The birth control pill is amazing in so many ways. It’s a super effective means of preventing unwanted pregnancies and can help with terrible periods, painful endometriosis, and acne. For a lot of women, the pill is a godsend. But for those who are gut health-savvy—eating lots of fiber, making kimchi, and even drinking probiotic cold brew—the pill might be undermining your efforts, say experts.
Some researchers and doctors are now cautioning women that hormonal birth control—particularly the pill—might be taking a toll on their gut health. That nagging bloat or persistent gas you’re feeling? It’s not necessarily a symptom of your period, or even a side effect of birth control. It could be a red flag that the pill is throwing your gut out of whack, and in the process undermining your overall wellness.
“We are now understanding how powerful the role of the microbiome is in our health,” says functional medicine physician Robin Berzin, MD, founder of Parsley Health. “And the things that alter our microbiomes most are chronic medications, like the pill.”
You have hormone receptors everywhere in your digestive tract, echoes Inner Source Health’s Peter Bongiorno, ND, Lac, a naturopath, acupuncturist, and author of Put Anxiety Behind You. The added hormones in your body from the pill can affect those receptors, and sometimes the result is pretty extreme, he says.
“For women who take birth control for greater than five years, there is a three-fold increased risk of Crohn’s disease,” says Bongiorno, referring to a sweeping study published last year. That’s not to say that it causes Crohn’s disease; rather, that it can majorly up the risk in people with a strong genetic predisposition to the inflammatory bowel disease in the first place.
“The things that alter our microbiomes most are chronic medications, like the pill.”
Of course, for most women the signs that the pill is messing with gut health are more subtle and not as easy to pin down. Irritable bowel syndrome, gas, bloating, and constipation can all be signs of “dysbiosis,” or a microbial imbalance within the digestive tract, says Dr. Berzin. So are acne and eczema. She often finds that a patients goes off the pill and works with her to improve her microbiome through a combo of diet, probiotics, and certain herbal supplements, the skin problems she thought were hormonal in origin clear right up.

(Image point grounding records)
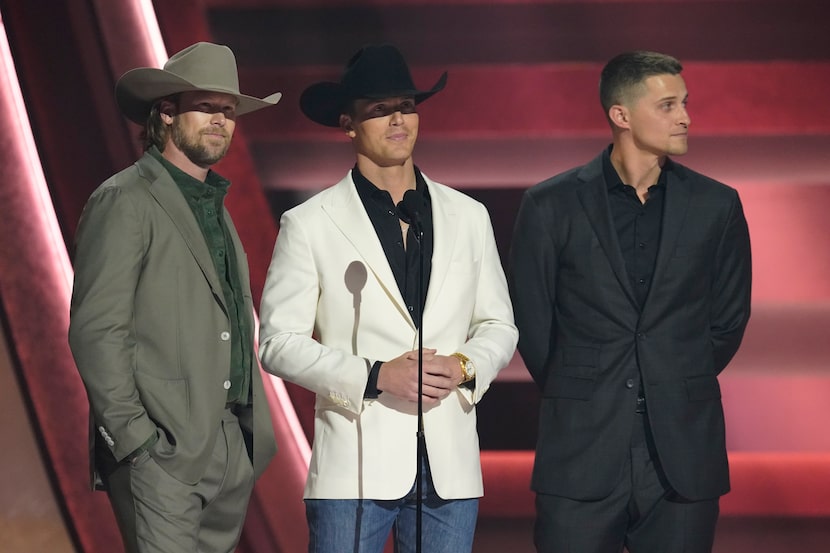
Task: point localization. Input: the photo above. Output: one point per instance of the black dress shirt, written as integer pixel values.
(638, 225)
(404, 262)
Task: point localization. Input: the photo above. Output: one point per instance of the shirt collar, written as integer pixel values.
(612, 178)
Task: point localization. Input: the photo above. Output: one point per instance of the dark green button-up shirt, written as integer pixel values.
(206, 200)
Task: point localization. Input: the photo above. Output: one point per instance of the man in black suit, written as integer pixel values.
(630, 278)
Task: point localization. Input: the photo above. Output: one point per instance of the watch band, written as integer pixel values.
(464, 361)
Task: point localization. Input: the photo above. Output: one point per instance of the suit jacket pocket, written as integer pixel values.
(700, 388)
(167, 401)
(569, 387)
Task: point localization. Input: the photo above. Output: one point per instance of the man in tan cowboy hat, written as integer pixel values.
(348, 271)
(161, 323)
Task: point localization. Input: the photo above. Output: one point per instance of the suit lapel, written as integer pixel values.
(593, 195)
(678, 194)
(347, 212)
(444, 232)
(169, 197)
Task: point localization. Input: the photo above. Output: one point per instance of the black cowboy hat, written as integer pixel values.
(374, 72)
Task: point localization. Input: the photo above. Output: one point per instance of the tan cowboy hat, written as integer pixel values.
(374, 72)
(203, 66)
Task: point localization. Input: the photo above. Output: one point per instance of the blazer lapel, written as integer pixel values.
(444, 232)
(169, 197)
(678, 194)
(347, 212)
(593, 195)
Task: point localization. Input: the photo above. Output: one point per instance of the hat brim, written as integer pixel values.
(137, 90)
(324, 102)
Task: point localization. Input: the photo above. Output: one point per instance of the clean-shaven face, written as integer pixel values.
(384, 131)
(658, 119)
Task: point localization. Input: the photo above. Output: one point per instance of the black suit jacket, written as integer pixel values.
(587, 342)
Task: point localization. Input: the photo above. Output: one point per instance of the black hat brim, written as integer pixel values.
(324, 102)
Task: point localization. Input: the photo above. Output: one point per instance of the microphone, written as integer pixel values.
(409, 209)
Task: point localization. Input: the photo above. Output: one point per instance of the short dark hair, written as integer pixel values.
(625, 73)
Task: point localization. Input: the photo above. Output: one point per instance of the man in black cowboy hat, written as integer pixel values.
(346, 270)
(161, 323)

TASK TO CARRY OUT
Reproduce the passage of the article on the birth control pill and gut health from "You have hormone" to "extreme, he says.". The records are independent material and have no connection to the article on the birth control pill and gut health.

ANSWER BOX
You have hormone receptors everywhere in your digestive tract, echoes Inner Source Health’s Peter Bongiorno, ND, Lac, a naturopath, acupuncturist, and author of Put Anxiety Behind You. The added hormones in your body from the pill can affect those receptors, and sometimes the result is pretty extreme, he says.